→ **The problem**:
Your job is to return every line of the listing holding the string "neighboring".

→ **Available records**:

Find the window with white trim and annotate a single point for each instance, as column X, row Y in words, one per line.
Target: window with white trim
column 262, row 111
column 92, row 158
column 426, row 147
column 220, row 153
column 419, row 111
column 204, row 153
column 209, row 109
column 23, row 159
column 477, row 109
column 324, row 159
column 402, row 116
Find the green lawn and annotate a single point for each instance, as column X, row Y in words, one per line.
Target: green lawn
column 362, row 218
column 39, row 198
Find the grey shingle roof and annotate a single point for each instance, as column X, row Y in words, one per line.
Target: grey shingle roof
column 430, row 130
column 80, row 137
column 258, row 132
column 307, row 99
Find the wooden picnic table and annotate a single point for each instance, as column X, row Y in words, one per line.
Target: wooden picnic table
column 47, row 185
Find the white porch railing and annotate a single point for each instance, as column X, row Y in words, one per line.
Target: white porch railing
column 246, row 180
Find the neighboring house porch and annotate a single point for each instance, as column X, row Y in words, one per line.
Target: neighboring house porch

→ **Result**:
Find the neighboring house porch and annotate a single point for each instance, as column X, row Y in words, one per line.
Target: neighboring house porch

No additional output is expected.